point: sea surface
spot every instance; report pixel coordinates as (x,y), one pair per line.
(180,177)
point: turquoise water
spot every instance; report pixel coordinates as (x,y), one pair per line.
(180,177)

**Goal of the exercise**
Copy from the line with "point: turquoise water" to the final line of the records, inclusive, and add nothing else.

**Task solution**
point: turquoise water
spot every instance; report pixel coordinates as (x,y), one pair per line.
(180,177)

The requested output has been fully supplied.